List every line in the items below that contains the string "pairs", copying each such line whole. Case counts.

--- Records for processing ---

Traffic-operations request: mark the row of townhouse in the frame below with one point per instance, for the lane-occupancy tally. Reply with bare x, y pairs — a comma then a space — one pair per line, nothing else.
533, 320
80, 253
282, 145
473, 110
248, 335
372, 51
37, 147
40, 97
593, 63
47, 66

---
--- Records for processing ---

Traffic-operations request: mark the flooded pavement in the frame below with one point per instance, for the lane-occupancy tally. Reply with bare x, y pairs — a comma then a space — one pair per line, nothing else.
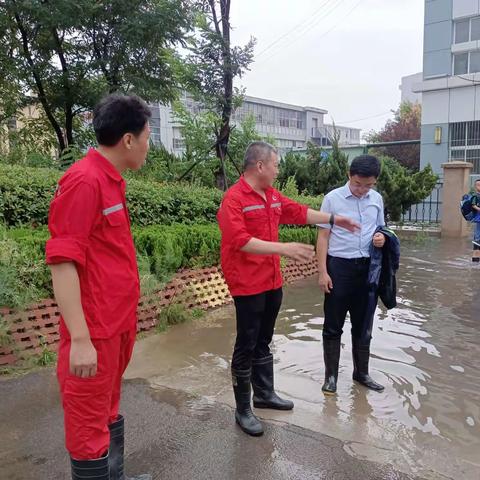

---

_Full answer_
Traffic-operations request: mark the row of townhouse in the frame below with one point per instance, for the lane-occupancy tally. Reply with bare x, y pairs — a comma then a space — one pair per line, nothing else.
Traffic-operations request: mark the flooded pavement in the frame below with one point per instance, for the lane-occupancy tally. Reply with bare x, y pairs — a comma then a space — one pair per line, nothing else.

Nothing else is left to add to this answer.